--- Quoted passage Enclosed Below ---

# Skin Cancer Pipeline

This pipeline performs the following steps:
1. **Fetch Dataset:** Check if the dataset exists in MinIO (or download it from Kaggle if not), then upload it.
2. **Process Data:** Load the metadata CSV, merge image paths, and perform some plotting.
3. **Feature Engineering:** Perform feature engineering on the processed metadata.
4. **Train Random Forest Model:** Train a Random Forest model on the engineered dataset.
5. **Train CNN Model:** Train a CNN on a sample of the engineered dataset.

Below is the complete pipeline implementation using MLRun in a Jupyter Notebook.

In [None]:
!pip install minio
!pip install mlrun

## Setup the Project
Create a project using mlrun.get_or_create_project (make sure to load it in case it already exists), creating the paths where we'll store the project's artifacts:

In [None]:
import mlrun
import os

# Set our project's name:
project_name = "skin-cancer-detection"
project_dir = os.path.abspath('./')

# Create the project:
project = mlrun.get_or_create_project(project_name, project_dir, user_project=False)

A project in MLRun is based on the MLRun Functions it can run. In this notebook we will see two ways to create a MLRun Function:

* `mlrun.code_to_function`: Create our own MLRun Function from code (will be used for training and evaluation in section 4).
* `mlrun.import_function`: Import from [MLRun's functions marketplace](https://www.mlrun.org/hub/) - a [functions hub](https://docs.mlrun.org/en/v1.1.2/runtimes/load-from-marketplace.html) intended to be a centralized location for open source contributions of function components (will be used for downloading the data in section 2).

Before we continue, **please select the desired framework** (comment and uncomment the below lines as needed):

In [None]:
framework = "tf-keras"
# framework = "pytorch"

# If you wish to train on gpu, set this variable to 'True', otherwise 'False':
use_gpu = False

## Build project images
Building the images to satisfy the requirements of the project, according to the selection above.

In [None]:
import os
import mlrun

# Define your framework and GPU usage.
# (Assume these variables are defined elsewhere in your notebook or pipeline.)
# framework = 'tf-keras'  # or 'torch'
# use_gpu = True or False


if framework == 'tf-keras':
    commands = [
        'pip install kaggle==1.5.12',
        'pip install minio==7.1.5',
        'pip install tensorflow~=2.9.0',
        'pip install horovod==0.25.0',
        'pip install pandas==1.4.0',
        'pip install matplotlib==3.5.1',
        'pip install seaborn==0.11.2',
        'pip install scikit-learn==1.1.1',
        'pip install opencv-python==4.5.5.64',
    ]
    builder_env = {
        'HOROVOD_WITH_MPI': '1',
        'HOROVOD_WITH_TENSORFLOW': '1'
    }
elif framework == 'torch':
    commands = [
        'pip install torch==1.13.0+cpu',
        'pip install torchvision==0.14.0+cpu -f https://download.pytorch.org/whl/torch_stable.html',
        'pip install tensorboard==2.5.0',
        'pip install horovod==0.25.0',
        'pip install onnx~=1.15.0',
        'pip install pandas==1.4.0',
        'pip install matplotlib==3.5.1',
        'pip install seaborn==0.11.2',
        'pip install scikit-learn==1.1.1',
        'pip install opencv-python==4.5.5.64',
        'pip install Pillow==9.0.1',
        'pip install numpy==1.21.5',
    ]
    builder_env = {
        'HOROVOD_WITH_MPI': '1',
        'HOROVOD_WITH_PYTORCH': '1'
    }

# If not using GPU, prepend an apt update/install command and set the proper env flag.

--- End of Enclosed Quoted passage ---

__Prompt A__: In the skin cancer pipeline notebook, what project name is assigned to project_name?
__Prompt B__: From the skin cancer pipeline notebook, extract the passage from "# If you wish" up to and including "notebook or pipeline.)".
__Prompt C__: Continue the skin cancer pipeline notebook from its last line.
The lines after this point are separate material, unrelated to the skin cancer pipeline notebook.

--- Data below Enclosed Below ---

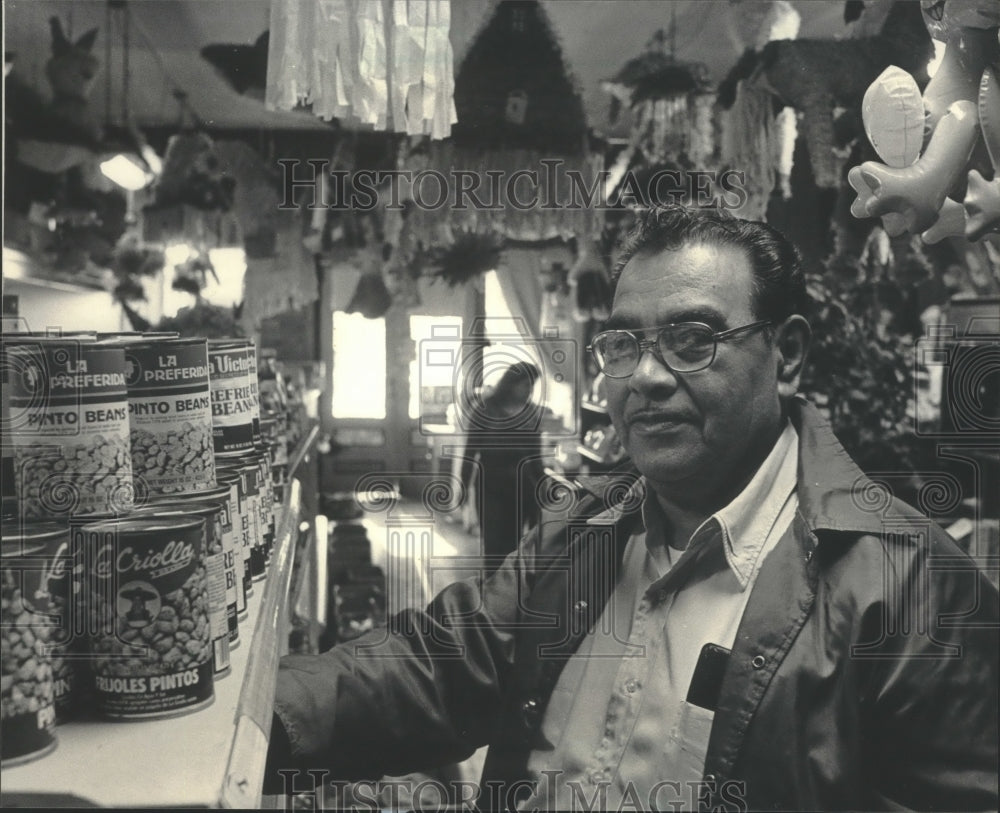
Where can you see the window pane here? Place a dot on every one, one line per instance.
(437, 347)
(358, 366)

--- End of Enclosed Data below ---

__Task response A__: skin-cancer-detection

__Task response B__:
# If you wish to train on gpu, set this variable to 'True', otherwise 'False':
use_gpu = False

## Build project images
Building the images to satisfy the requirements of the project, according to the selection above.

In [None]:
import os
import mlrun

# Define your framework and GPU usage.
# (Assume these variables are defined elsewhere in your notebook or pipeline.)

__Task response C__:
if not use_gpu:
    apt_cmd = [
        "apt update -qqq --fix-missing && apt upgrade -y && apt install -y build-essential cmake gcc ",
        "&& apt clean && rm -rf /var/lib/apt/lists/*",
    ]
    commands = apt_cmd + commands
    builder_env['HOROVOD_WITHOUT_GLOO'] = '1'
else:
    commands = commands

# Build the image.
# The image tag will be constructed as: ".cancer-detection-<framework>".
# The base image is set to "mlrun/mlrun-gpu" if using GPU, else "mlrun/mlrun".
project.build_image(
    image=f".cancer-detection-{framework}",
    base_image='mlrun/mlrun-gpu' if use_gpu else 'mlrun/mlrun',
    commands=commands,
    builder_env=builder_env,
    extra_args="--skip-tls-verify",
    overwrite_build_params=True
)

In [None]:
project.build_image(
    image=".load-data",
    base_image='mlrun/mlrun',
    commands=[
        'pip install kagglehub',
        'pip install minio',
    ],
    extra_args="--skip-tls-verify",
    overwrite_build_params=True
)

project.build_image(
    image=".process-data",
    base_image='mlrun/mlrun',
    commands=[
        'pip install minio',
        'pip install pandas',
        'pip install matplotlib==3.5.3',   # Pin matplotlib to a compatible version
        'pip install seaborn',      
        'pip install scikit-learn',
        'pip install opencv-python-headless',
        'pip install Pillow',
        'pip install numpy',
    ],
    extra_args="--skip-tls-verify",
    overwrite_build_params=True
)

## Create the MLRun Function & Run
We will use MLRun's `mlrun.code_to_function` to create a MLRun Function from our code in the above mentioned python file. 

We wish to run the load first as a Job, so we will set the kind parameter to "job".

In [None]:
metadata_filename = "HAM10000_metadata.csv" 
source_bucket = "data" 
processed_bucket = "processed-data"
processed_metadata_filename = "processed_metadata.pkl"
images_dir = "images"

In [None]:
# Create the function parsing the given file code using 'code_to_function':
process_function = mlrun.code_to_function(
    filename="functions/process.py",
    name="process-data",
    kind="job",
    image='.process-data'
)

process_function.with_requests(mem="12G")  # lower bound
process_function.with_limits(mem="12G")  # upper bound

process_run = process_function.run(
    name="Preprocess data",
    handler="process_metadata",
    params={
        "metadata_filename": metadata_filename,
        "source_bucket": source_bucket, 
        "processed_bucket": processed_bucket,
        "images_dir": images_dir,
        "processed_metadata_filename": processed_metadata_filename,
    },
    local=False
)

# Wait for complition and show the results. 
process_run.wait_for_completion()
process_run.show()

In [None]:
# Create the function that will create segmented images
create_segmented_function = mlrun.code_to_function(
    filename="functions/process.py",
    name="process-images",
    kind="job",
    image='.process-data'
)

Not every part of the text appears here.